• **TASK DIRECTIONS**
The output should be limited to the line holding "box: [260, 42, 313, 190]" and the lines after it through the end of the entries, each restated exactly.

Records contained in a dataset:
::::

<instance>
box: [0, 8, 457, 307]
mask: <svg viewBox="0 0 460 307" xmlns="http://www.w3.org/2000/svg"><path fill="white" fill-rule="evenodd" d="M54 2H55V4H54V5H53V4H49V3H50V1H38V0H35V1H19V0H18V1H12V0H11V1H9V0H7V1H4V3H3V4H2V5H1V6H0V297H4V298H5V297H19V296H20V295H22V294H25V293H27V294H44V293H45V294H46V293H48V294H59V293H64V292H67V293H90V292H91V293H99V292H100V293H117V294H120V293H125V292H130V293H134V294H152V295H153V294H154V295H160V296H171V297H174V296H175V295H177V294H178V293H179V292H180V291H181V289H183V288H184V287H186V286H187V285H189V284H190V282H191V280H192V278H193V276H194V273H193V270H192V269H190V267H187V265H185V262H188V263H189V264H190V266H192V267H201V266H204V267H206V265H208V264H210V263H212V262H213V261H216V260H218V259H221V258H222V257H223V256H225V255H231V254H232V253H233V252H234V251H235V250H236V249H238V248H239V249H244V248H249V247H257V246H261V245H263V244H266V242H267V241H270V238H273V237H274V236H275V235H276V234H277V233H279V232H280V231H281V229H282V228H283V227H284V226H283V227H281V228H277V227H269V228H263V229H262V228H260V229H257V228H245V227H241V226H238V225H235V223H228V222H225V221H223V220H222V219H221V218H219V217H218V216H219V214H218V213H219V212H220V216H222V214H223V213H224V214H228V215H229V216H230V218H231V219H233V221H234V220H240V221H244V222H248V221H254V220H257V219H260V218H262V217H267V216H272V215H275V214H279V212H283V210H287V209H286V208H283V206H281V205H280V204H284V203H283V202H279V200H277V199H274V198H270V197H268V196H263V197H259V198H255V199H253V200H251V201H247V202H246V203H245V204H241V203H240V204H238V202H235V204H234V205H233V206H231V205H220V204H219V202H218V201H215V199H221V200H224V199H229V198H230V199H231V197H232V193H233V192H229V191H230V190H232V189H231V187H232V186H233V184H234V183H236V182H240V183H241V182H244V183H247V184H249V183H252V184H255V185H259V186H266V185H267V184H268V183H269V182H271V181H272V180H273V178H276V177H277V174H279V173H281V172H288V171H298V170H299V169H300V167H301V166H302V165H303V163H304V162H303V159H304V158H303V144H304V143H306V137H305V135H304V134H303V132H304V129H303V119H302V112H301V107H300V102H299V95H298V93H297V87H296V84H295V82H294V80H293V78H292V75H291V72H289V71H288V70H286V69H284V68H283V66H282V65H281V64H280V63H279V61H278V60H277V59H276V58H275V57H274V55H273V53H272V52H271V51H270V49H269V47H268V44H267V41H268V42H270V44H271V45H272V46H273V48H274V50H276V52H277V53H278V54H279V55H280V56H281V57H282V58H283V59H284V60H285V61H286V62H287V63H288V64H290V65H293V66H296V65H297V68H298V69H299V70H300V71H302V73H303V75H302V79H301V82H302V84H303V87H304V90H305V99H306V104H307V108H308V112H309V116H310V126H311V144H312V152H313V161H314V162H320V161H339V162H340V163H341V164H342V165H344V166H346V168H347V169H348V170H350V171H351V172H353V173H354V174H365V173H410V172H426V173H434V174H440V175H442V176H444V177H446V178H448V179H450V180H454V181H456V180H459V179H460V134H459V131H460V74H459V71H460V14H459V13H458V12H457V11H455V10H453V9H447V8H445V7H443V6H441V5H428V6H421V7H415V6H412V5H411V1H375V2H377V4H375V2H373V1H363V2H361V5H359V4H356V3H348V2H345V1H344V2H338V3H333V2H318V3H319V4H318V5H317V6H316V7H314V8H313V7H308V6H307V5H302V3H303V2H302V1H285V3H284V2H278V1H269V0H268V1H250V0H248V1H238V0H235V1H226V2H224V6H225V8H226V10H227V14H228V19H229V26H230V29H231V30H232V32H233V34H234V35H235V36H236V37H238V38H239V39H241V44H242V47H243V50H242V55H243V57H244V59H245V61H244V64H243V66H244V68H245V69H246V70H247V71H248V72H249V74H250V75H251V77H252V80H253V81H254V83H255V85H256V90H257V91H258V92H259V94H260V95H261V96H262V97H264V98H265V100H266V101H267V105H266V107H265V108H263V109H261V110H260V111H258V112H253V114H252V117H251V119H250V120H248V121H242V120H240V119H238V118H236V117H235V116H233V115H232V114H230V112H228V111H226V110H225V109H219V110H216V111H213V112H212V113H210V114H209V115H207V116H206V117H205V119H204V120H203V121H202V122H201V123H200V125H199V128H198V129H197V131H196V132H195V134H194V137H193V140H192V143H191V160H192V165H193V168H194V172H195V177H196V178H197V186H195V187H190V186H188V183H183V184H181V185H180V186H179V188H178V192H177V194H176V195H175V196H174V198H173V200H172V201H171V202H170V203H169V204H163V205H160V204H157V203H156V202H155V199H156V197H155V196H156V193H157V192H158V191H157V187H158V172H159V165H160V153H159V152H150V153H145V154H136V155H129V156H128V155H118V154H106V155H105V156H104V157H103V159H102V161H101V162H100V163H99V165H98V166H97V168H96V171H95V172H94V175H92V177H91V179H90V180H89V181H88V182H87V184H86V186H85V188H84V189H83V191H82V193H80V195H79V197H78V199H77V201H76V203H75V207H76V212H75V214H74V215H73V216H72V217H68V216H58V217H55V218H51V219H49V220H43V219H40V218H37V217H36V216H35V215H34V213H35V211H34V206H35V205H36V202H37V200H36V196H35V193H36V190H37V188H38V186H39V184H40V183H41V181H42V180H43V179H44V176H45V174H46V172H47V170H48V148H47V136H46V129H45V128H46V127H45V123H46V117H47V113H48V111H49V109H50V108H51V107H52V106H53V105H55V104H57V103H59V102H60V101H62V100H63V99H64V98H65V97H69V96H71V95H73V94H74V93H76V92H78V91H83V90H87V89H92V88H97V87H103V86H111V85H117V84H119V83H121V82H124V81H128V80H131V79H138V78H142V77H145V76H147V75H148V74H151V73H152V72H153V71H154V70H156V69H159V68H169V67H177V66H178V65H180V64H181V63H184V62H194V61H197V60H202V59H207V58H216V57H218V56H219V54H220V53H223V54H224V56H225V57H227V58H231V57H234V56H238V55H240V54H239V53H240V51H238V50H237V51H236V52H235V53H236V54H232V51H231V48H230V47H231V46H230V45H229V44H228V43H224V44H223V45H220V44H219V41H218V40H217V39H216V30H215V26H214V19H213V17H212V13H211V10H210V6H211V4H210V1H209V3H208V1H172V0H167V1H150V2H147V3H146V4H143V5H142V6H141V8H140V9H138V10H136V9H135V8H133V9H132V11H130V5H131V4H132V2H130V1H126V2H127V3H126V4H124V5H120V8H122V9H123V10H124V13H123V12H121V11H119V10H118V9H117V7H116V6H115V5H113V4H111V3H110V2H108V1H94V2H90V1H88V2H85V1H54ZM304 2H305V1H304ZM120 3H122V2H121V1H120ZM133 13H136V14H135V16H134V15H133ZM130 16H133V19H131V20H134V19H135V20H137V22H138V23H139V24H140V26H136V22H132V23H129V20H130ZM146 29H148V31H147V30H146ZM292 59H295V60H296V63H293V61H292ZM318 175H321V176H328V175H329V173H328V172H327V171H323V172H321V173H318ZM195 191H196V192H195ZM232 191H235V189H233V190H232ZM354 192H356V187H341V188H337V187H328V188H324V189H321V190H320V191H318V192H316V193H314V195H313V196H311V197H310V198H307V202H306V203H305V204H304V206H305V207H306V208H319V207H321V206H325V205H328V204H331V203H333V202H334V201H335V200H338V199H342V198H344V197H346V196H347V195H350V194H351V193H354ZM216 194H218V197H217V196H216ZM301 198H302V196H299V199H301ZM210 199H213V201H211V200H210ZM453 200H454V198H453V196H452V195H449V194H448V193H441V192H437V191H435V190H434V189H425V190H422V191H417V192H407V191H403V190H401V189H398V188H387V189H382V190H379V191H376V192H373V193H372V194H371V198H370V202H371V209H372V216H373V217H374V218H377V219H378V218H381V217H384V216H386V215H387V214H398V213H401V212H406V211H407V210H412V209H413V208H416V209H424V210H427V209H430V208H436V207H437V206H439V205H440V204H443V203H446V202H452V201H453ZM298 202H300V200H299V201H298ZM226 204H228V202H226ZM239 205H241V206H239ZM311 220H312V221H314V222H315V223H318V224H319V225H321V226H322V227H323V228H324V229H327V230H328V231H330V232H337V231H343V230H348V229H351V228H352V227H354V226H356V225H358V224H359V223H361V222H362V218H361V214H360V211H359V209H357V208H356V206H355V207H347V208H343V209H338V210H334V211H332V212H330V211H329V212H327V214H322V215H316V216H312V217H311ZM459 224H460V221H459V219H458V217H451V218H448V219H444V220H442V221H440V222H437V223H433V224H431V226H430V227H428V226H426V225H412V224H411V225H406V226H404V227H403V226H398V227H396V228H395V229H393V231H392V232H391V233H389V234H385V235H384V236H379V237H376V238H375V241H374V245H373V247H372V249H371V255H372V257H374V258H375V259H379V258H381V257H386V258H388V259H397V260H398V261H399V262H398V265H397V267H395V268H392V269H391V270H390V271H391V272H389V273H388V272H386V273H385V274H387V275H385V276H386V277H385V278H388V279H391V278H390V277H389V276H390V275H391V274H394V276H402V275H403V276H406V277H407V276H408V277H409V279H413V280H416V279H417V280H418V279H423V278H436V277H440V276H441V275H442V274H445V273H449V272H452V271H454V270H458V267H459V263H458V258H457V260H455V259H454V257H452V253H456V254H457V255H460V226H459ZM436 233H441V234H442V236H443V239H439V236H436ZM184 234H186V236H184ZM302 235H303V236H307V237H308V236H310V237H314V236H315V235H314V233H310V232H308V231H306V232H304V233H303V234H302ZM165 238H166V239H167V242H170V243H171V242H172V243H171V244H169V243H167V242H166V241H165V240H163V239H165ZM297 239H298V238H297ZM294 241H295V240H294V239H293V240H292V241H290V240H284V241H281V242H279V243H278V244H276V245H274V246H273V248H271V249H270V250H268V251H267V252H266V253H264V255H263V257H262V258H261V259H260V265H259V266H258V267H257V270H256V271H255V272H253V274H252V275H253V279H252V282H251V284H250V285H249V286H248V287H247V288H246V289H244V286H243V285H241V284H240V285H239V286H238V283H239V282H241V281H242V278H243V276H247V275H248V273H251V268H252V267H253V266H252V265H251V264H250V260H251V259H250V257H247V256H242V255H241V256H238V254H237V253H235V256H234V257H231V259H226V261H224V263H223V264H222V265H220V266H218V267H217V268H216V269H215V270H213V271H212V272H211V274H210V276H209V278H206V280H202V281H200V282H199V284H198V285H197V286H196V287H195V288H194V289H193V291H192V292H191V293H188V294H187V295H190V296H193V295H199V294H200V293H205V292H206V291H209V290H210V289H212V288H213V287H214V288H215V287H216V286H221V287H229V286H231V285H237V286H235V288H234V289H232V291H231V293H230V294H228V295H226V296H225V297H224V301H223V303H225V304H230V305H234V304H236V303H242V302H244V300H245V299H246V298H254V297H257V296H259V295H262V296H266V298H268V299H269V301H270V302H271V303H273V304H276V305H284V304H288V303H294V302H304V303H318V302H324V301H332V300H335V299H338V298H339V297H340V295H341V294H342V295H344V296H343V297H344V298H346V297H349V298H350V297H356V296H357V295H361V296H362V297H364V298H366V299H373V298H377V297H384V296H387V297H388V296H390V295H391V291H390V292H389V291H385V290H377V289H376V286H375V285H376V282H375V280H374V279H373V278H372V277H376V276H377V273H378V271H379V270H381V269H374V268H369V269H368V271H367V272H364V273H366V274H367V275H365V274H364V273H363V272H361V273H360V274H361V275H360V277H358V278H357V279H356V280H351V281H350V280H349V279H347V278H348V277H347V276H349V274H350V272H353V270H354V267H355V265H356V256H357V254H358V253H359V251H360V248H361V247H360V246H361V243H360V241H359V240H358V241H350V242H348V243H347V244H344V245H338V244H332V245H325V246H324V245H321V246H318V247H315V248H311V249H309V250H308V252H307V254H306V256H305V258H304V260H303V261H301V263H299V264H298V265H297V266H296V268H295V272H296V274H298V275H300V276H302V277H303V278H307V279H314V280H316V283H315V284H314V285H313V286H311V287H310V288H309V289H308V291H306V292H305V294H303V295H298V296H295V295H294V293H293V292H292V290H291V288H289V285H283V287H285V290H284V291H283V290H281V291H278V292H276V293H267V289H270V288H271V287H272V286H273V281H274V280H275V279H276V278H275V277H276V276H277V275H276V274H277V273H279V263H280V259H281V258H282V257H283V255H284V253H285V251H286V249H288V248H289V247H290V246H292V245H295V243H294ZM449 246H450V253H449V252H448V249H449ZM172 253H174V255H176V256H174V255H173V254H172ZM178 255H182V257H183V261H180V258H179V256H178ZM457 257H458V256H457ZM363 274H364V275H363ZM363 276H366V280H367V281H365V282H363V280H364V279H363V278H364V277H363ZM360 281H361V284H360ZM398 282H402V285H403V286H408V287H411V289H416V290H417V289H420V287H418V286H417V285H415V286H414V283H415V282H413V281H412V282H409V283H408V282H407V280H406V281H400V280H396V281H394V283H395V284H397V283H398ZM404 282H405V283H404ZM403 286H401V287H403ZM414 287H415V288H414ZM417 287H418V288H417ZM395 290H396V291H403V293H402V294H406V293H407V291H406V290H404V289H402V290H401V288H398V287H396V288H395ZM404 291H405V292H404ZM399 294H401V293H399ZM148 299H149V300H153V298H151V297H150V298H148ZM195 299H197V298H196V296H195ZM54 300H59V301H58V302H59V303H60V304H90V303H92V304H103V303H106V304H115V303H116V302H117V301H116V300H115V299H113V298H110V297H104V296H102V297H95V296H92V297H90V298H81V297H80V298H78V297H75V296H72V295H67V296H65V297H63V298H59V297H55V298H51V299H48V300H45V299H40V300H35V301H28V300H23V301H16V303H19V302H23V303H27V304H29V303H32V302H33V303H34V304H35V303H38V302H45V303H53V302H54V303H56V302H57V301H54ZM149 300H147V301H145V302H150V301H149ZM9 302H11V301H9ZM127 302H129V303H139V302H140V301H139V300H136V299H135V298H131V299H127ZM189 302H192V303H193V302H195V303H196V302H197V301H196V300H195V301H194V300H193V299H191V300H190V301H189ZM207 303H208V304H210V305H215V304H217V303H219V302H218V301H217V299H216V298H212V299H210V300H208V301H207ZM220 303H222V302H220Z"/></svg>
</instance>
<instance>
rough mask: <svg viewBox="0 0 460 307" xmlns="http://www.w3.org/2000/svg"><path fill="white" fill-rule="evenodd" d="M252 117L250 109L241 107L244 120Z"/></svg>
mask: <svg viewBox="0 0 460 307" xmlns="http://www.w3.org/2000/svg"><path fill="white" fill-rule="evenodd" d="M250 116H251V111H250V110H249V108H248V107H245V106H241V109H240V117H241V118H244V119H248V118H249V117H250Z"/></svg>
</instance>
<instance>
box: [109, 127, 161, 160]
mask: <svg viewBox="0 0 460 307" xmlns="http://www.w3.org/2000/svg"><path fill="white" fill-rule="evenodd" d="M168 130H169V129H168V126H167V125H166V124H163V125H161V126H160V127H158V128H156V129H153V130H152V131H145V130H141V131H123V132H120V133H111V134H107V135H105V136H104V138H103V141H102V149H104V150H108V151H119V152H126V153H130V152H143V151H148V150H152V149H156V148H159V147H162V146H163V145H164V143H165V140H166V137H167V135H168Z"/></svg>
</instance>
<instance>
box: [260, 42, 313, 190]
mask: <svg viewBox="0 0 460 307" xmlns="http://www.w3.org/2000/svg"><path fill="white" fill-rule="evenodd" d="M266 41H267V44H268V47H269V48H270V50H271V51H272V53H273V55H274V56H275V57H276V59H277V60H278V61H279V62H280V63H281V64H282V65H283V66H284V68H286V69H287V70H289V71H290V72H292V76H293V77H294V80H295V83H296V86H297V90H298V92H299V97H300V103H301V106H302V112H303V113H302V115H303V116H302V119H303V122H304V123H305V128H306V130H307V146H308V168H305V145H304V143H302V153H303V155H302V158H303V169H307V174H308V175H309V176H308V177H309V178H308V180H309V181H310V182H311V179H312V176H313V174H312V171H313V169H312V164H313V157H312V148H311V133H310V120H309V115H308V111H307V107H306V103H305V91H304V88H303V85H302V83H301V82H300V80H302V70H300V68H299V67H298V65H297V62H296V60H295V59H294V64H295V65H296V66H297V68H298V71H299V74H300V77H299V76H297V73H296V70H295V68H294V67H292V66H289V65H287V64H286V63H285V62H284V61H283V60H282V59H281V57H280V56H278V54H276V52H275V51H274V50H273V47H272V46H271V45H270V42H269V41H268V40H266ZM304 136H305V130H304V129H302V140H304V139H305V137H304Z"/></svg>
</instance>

::::

• **EXERCISE SOLUTION**
box: [260, 42, 313, 190]
mask: <svg viewBox="0 0 460 307" xmlns="http://www.w3.org/2000/svg"><path fill="white" fill-rule="evenodd" d="M266 41H267V44H268V47H269V48H270V50H271V51H272V53H273V55H274V56H275V57H276V59H277V60H278V61H279V62H280V63H281V64H282V65H283V66H284V68H286V69H287V70H289V71H290V72H292V76H293V77H294V80H295V83H296V86H297V90H298V92H299V97H300V103H301V106H302V112H303V113H302V115H303V116H302V119H303V122H304V123H305V128H306V130H307V146H308V168H305V145H304V143H302V153H303V155H302V158H303V169H307V174H308V175H309V176H308V177H309V178H308V180H309V181H310V182H311V179H312V176H313V174H312V171H313V169H312V164H313V157H312V148H311V133H310V120H309V115H308V111H307V107H306V103H305V91H304V88H303V85H302V83H301V82H300V80H302V70H300V68H299V67H298V65H297V62H296V60H295V59H294V64H295V65H296V66H297V68H298V71H299V74H300V77H299V76H297V73H296V70H295V68H294V67H292V66H289V65H287V64H286V63H285V62H284V61H283V60H282V59H281V57H280V56H278V54H276V52H275V51H274V50H273V47H272V46H271V45H270V42H269V41H268V40H266ZM304 136H305V130H304V129H302V140H304V139H305V137H304Z"/></svg>
</instance>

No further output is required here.